ARTIKEL:
Angka tersebut adalah proyeksi kebutuhan untuk mitigasi perubahan iklim, sedangkan menurut UNEP kebutuhan biaya untuk adaptasi di negara berkembang adalah sekitar 155 hingga 330 miliar dolar sampai tahun 2030 dan terus meningkat hingga tahun 2050. Hal ini mencerminkan bahwa kebutuhan pendanaan adaptasi dan mitigasi perubahan iklim tidaklah sedikit sehingga diperlukan skema dan sumber pembiayaan untuk dapat melaksanakan hal tersebut.
Akses Pendanaan dari Publik
Dana publik adalah sumber daya yang diberikan oleh pemerintah dalam upaya mengatasi perubahan iklim. Pendanaan ini biasanya berasal dari anggaran pemerintah dan pajak yang diinvestasikan dalam berbagai proyek dan program iklim. Salah satu keunggulan utama dana publik adalah kemampuannya untuk memicu tindakan kolektif dalam skala besar.
Baca juga: COP28: Bersama CSO Menyambut Pesta Iklim Bergengsi di Dunia
Di Indonesia akses pendanaan ini dilakukan salah satunya oleh Badan Pengelola Dana Lingkungan Hidup (BPDLH) yang merupakan lembaga pemerintah sebagai penaung dan penyalur beberapa sumber pendanaan lingkungan hidup termasuk dana untuk perubahan iklim. Dalam diskusi publik dan diseminasi penelitian bertajuk transisi energi yang berkeadilan dan pendanaan iklim yang inklusif yang diselenggarakan oleh Yayasan Humanis dan Inovasi Sosial (Hivos) Indonesia, Direktur Utama Badan Pengelola Dana Lingkungan Hidup (BPDLH) Dr. Joko Tri Haryanto mengatakan, “BPDLH menjadi salah satu jawaban untuk pendanaan iklim di Indonesia dalam mengatasi perubahan iklim. Dana yang dikelola BPDLH dalam setahun adalah Rp22,7 triliun.”
Contoh lain pendanaan iklim melalui dana publik adalah Kesepakatan Paris (Paris Agreement) yang bertujuan untuk membatasi kenaikan suhu global di bawah 2 derajat celsius. Negara-negara berkomitmen untuk memberikan kontribusi keuangan yang signifikan untuk mencapai tujuan ini. Dana publik memungkinkan pemerintah untuk mendukung inovasi, mengembangkan infrastruktur hijau, dan memberikan insentif kepada sektor swasta untuk berinvestasi dalam energi terbarukan dan teknologi ramah lingkungan.
Akses Pendanaan dari Lembaga Filantropi
Lembaga filantropi, seperti yayasan dan organisasi nonpemerintah, memainkan peran penting dalam memobilisasi sumber daya tambahan untuk perubahan iklim. Lembaga-lembaga ini sering berperan sebagai penggerak utama di balik inovasi dan eksperimen yang dapat mempercepat upaya mitigasi dan adaptasi.

INSTRUKSI TUGAS:
• a. Dalam artikel tentang pendanaan iklim, berapa jumlah dana yang dikelola BPDLH dalam setahun?
• b. Tuliskan tanpa perubahan bagian artikel tentang pendanaan iklim yang dimulai dari "Contoh lain pendanaan" dan berakhir pada "mitigasi dan adaptasi.".
Baris-baris berikut tidak diperlukan.

[Data Terkumpul]

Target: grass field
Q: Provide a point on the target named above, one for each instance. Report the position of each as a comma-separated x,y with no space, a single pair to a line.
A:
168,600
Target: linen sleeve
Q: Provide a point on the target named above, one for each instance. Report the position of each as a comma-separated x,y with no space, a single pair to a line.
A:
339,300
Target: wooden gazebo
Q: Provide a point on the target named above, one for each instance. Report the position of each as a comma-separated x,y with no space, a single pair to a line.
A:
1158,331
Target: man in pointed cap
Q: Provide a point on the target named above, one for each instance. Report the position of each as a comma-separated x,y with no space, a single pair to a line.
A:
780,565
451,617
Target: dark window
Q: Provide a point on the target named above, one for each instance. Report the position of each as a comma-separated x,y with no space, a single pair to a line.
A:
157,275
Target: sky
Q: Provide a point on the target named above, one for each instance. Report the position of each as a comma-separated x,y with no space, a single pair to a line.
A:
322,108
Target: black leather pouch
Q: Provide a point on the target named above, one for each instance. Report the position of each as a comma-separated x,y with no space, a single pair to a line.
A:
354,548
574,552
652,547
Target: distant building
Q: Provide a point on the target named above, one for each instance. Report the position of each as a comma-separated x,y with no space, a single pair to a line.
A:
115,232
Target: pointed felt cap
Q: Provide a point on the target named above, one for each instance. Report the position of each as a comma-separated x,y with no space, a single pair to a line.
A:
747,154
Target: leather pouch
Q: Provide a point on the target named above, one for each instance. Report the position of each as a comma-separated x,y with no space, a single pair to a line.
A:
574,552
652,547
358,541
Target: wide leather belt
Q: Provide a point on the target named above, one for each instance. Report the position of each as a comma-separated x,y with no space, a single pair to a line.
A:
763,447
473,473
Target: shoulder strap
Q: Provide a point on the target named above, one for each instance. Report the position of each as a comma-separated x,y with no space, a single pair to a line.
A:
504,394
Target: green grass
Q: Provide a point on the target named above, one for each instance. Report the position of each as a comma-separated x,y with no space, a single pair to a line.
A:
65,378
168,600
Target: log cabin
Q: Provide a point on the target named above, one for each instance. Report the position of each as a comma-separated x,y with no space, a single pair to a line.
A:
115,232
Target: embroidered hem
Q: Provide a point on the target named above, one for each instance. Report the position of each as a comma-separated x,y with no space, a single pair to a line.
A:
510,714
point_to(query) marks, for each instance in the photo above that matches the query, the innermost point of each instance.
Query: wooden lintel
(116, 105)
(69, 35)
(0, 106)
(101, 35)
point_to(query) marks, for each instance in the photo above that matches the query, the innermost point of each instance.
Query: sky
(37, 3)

JAWABAN TIAP TUGAS:
• a. Rp22,7 triliun.

• b.
Contoh lain pendanaan iklim melalui dana publik adalah Kesepakatan Paris (Paris Agreement) yang bertujuan untuk membatasi kenaikan suhu global di bawah 2 derajat celsius. Negara-negara berkomitmen untuk memberikan kontribusi keuangan yang signifikan untuk mencapai tujuan ini. Dana publik memungkinkan pemerintah untuk mendukung inovasi, mengembangkan infrastruktur hijau, dan memberikan insentif kepada sektor swasta untuk berinvestasi dalam energi terbarukan dan teknologi ramah lingkungan.
Akses Pendanaan dari Lembaga Filantropi
Lembaga filantropi, seperti yayasan dan organisasi nonpemerintah, memainkan peran penting dalam memobilisasi sumber daya tambahan untuk perubahan iklim. Lembaga-lembaga ini sering berperan sebagai penggerak utama di balik inovasi dan eksperimen yang dapat mempercepat upaya mitigasi dan adaptasi.